## SOURCE EXCERPT
········
# Im looking for a Party Game



## Hellspawn (Oct 13, 2006)

There was a party game that someone posted a year or two back, I cant for the life of me find it and im hoping that someone knows what im talking about.

It had something to do with soul stones that you wore around your neck, everyone got one when they arrived, there was one person who would try and collect souls, the idea was to not lose your soul and try to have the most souls at the end of the night, if you lost your soul, you had to go into another room and............ thats all I can remember, I dont know any more details or exactly how it all went together, but it looked like fun, id like to play it at my party this year..

Anyone know what im talking about?


----------



## Frighteners Entertainment (Jan 24, 2006)

I do remember, but I can't think who or where??? Sorry!


----------



## Lilly (Jun 13, 2006)

would this be it Hellspawn
http://www.terrorsyndicate.com/gamepage.htm


----------



## Hellspawn (Oct 13, 2006)

Lilly said:


> would this be it Hellspawn
> http://www.terrorsyndicate.com/gamepage.htm


You are my hero Lilly, thats it!

Thank you so much for helping me out.


----------



## Holyhabanero (Aug 9, 2007)

That sounds like an awesome game for a Halloween party. Thanks Spawn for asking about it, and thanks Lilly for finding it!


----------



## Hellspawn (Oct 13, 2006)

Passed it on to my wife, she is telling me it is too dark for our halloween party, ive got to "lighten" it up a bit, take out the shrine and lighting candles part.

So im going to keep most of it, just have to change the theme around a bit.. any ideas?


----------



## Vikeman (Aug 3, 2006)
········
## RECORDS FOR THE TASK
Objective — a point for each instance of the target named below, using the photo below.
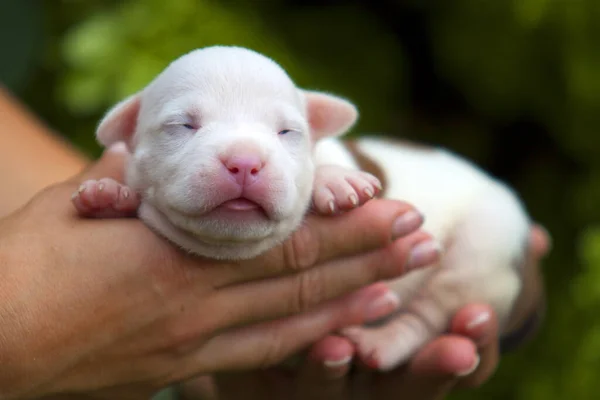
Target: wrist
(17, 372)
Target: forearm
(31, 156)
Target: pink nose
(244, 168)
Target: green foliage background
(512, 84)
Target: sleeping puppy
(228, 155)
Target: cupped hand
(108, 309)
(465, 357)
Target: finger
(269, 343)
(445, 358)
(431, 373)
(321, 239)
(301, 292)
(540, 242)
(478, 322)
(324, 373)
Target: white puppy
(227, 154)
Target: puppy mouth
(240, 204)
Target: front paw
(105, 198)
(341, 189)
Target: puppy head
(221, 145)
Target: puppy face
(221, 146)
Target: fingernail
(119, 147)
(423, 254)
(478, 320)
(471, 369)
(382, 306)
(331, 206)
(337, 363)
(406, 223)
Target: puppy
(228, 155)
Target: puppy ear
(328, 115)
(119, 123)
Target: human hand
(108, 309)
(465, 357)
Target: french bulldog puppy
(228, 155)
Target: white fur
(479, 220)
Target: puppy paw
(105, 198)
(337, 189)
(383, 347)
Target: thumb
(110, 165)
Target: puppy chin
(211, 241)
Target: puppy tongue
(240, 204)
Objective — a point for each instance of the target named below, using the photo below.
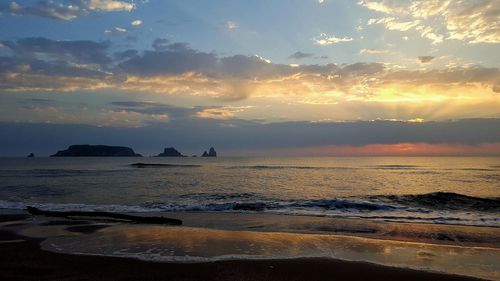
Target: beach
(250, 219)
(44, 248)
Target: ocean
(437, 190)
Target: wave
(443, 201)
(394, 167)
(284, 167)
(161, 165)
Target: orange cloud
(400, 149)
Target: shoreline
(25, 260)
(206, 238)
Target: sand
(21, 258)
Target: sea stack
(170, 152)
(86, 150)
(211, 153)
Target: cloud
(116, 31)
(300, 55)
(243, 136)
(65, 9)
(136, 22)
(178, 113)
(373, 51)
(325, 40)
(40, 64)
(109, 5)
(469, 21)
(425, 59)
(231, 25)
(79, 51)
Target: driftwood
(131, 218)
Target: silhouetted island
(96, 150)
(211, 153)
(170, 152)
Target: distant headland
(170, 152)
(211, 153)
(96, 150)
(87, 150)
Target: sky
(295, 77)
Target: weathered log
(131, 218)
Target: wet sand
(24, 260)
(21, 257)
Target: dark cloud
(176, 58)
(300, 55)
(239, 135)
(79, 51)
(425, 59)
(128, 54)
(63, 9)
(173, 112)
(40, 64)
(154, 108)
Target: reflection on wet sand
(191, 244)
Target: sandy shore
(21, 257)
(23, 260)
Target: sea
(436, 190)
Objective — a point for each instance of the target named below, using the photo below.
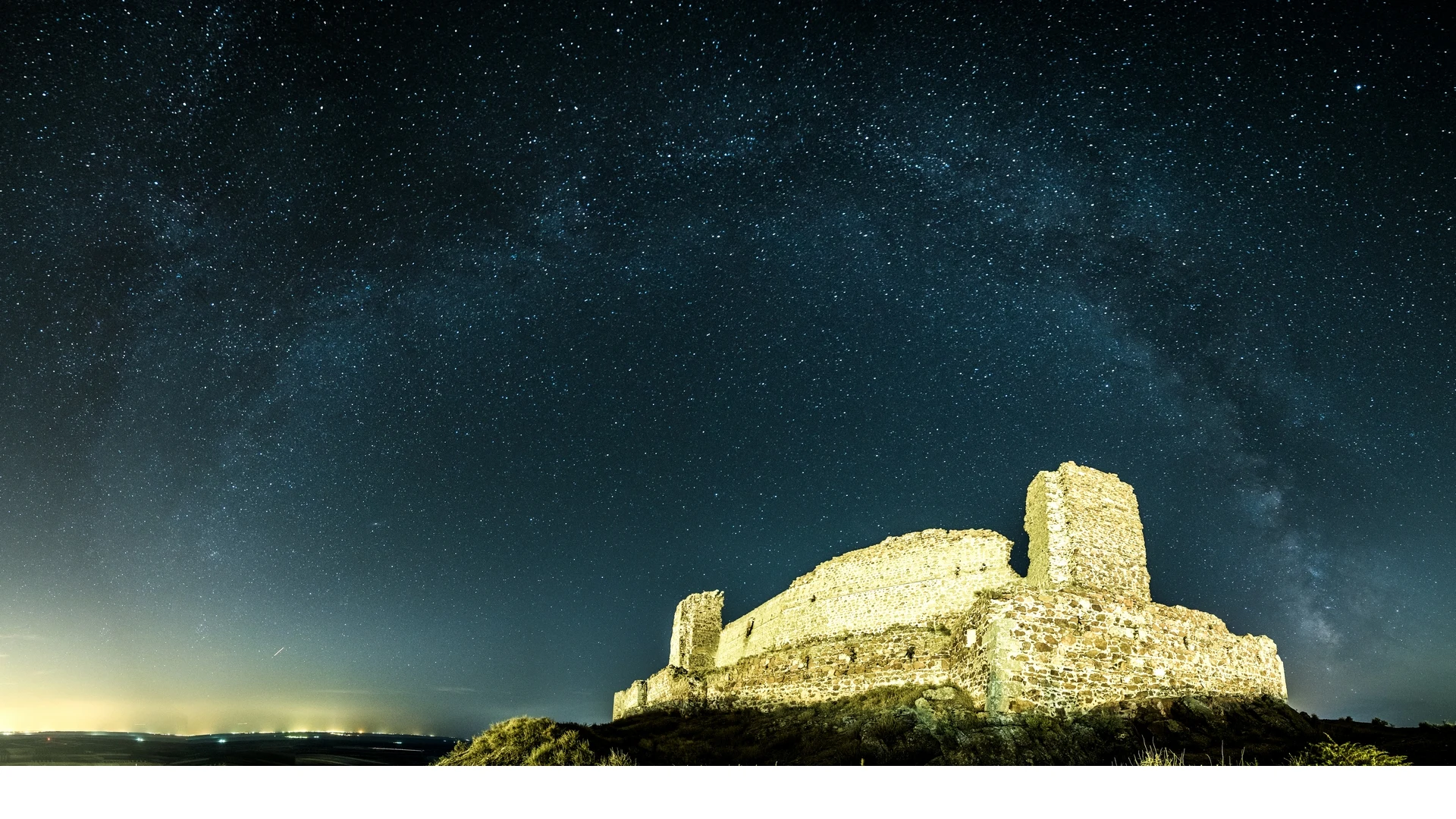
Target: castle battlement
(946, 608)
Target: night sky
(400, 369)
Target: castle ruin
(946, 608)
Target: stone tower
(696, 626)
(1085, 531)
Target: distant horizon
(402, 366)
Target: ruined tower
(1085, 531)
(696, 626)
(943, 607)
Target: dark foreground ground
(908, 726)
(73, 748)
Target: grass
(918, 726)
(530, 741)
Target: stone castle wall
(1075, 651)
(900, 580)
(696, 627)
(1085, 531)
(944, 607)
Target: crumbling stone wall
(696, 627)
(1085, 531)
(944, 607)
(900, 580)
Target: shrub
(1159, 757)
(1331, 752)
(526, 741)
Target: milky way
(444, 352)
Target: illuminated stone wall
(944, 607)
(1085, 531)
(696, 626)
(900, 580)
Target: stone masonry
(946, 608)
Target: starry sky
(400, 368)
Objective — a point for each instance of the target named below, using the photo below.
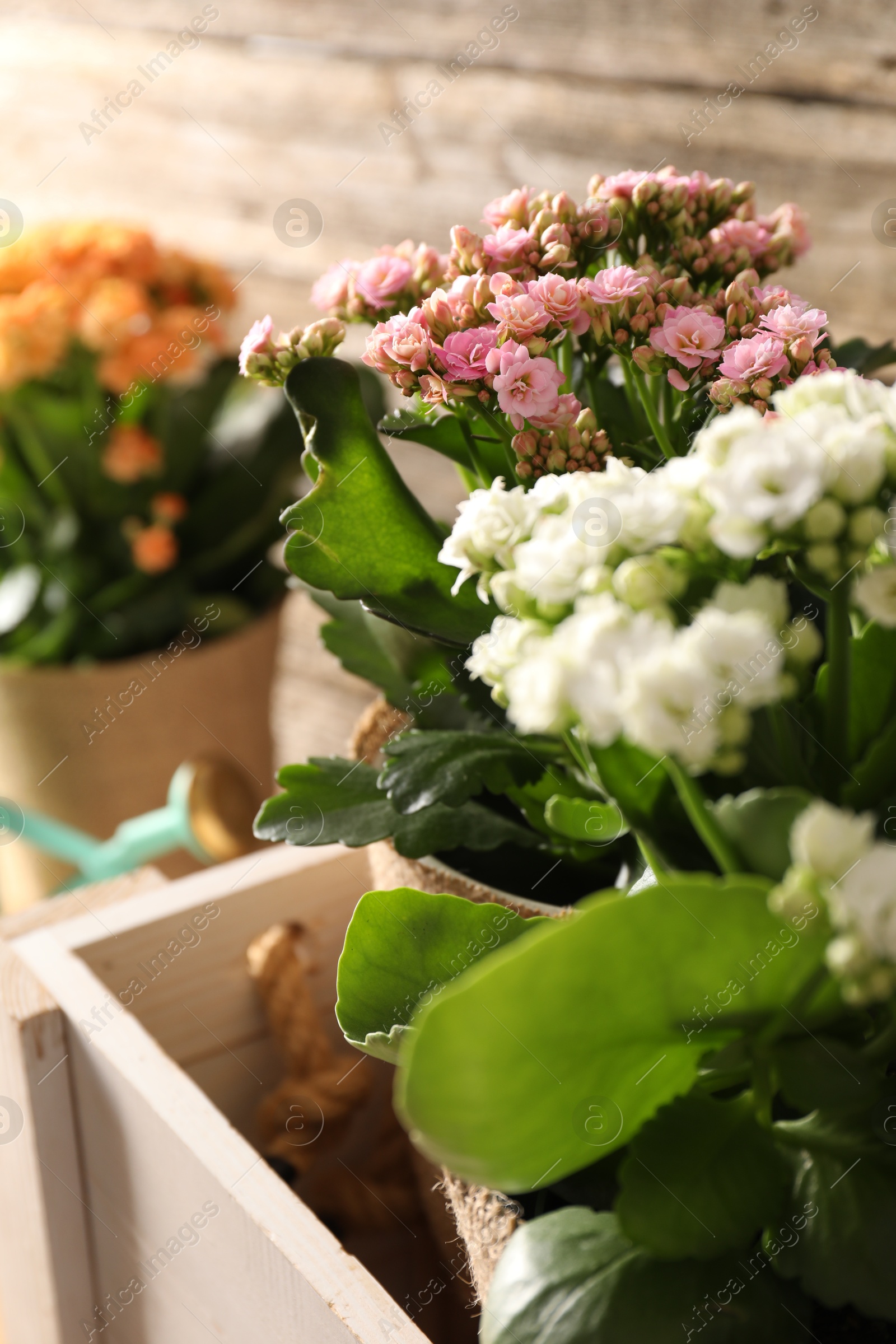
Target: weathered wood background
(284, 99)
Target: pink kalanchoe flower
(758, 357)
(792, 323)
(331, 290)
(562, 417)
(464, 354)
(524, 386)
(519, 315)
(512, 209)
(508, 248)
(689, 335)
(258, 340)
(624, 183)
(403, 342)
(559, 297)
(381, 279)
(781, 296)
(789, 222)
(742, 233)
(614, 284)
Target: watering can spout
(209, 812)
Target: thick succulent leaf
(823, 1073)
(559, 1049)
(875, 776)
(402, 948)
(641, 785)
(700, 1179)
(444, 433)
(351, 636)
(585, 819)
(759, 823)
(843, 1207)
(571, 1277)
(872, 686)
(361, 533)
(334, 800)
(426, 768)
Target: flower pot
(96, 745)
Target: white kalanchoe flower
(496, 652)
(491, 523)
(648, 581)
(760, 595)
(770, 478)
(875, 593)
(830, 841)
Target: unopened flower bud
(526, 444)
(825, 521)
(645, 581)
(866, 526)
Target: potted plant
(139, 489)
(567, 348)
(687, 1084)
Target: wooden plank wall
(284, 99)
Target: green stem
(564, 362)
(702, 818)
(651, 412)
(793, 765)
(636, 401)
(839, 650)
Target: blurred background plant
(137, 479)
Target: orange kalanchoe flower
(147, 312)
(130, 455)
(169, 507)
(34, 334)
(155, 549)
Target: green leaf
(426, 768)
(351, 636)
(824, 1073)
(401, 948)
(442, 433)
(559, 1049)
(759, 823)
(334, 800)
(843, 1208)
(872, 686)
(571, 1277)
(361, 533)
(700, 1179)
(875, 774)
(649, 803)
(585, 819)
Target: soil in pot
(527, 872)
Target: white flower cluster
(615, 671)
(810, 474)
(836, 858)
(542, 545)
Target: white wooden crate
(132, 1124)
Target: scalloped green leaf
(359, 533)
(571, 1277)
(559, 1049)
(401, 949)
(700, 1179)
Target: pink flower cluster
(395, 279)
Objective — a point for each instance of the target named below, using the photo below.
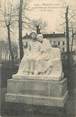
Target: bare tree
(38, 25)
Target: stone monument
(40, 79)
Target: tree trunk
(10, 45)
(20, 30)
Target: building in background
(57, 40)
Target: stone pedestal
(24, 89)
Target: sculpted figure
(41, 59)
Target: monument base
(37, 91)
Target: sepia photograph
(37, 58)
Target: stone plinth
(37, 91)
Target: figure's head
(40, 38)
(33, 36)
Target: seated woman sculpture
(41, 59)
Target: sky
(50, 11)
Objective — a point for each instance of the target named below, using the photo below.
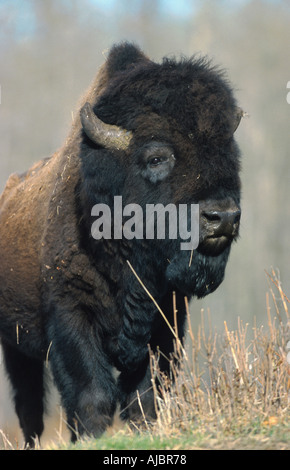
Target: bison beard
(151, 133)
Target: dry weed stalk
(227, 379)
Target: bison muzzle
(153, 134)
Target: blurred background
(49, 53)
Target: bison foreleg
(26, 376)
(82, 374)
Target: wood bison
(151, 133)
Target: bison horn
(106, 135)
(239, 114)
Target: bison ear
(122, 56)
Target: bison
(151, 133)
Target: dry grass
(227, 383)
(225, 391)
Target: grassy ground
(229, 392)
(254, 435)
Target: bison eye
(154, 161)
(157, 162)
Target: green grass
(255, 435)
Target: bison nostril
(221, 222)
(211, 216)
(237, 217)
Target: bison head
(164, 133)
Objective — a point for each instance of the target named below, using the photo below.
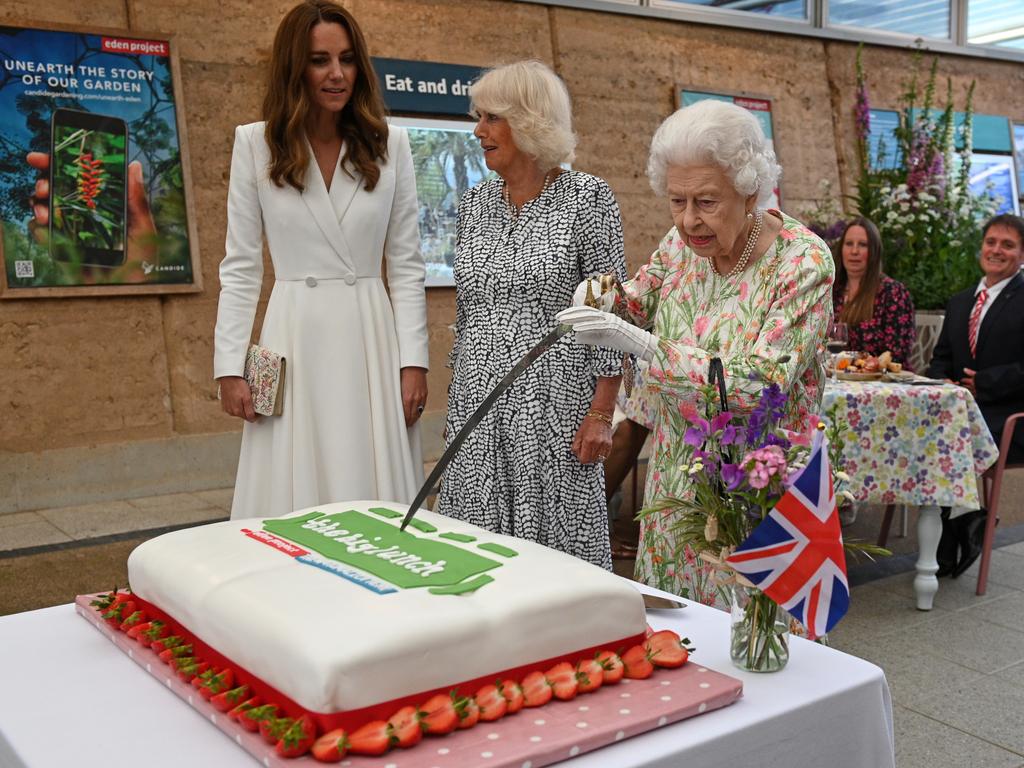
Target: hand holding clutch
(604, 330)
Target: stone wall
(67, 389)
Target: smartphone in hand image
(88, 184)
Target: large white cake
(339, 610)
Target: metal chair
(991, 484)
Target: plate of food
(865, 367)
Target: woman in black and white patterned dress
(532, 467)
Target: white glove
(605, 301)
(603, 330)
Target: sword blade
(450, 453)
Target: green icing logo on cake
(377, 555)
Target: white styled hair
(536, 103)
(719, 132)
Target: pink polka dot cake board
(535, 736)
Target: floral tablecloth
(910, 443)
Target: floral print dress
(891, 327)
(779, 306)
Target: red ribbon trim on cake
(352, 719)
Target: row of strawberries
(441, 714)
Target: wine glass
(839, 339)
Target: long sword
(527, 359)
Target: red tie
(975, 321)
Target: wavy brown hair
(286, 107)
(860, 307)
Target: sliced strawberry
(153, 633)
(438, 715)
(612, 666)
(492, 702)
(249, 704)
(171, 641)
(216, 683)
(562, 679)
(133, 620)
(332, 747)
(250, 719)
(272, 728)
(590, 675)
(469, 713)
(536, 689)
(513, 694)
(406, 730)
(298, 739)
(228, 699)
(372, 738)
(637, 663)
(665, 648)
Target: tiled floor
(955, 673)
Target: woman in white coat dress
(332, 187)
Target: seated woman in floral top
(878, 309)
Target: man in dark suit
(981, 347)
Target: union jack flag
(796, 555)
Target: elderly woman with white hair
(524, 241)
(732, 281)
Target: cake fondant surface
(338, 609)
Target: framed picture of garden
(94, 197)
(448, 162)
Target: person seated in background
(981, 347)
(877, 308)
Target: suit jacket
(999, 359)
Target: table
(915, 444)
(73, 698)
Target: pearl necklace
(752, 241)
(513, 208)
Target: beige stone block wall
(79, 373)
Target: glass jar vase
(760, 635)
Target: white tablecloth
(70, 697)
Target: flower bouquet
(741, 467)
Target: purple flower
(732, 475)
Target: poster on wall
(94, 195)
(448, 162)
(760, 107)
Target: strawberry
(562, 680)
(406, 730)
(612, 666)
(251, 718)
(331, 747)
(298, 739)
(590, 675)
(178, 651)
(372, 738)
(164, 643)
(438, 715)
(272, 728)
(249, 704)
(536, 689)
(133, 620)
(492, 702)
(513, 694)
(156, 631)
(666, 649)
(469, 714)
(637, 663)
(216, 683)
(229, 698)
········
## PROBLEMS TO SOLVE
- 1) Reproduce the party game thread above word for word, from "Passed it on" up to and including "bit.. any ideas?".
- 2) Count the lines in the listing above that contain the string "floral", and reply with the number alone.

## RESULTS OF THE TASKS
- 1)
Passed it on to my wife, she is telling me it is too dark for our halloween party, ive got to "lighten" it up a bit, take out the shrine and lighting candles part.

So im going to keep most of it, just have to change the theme around a bit.. any ideas?

- 2) 3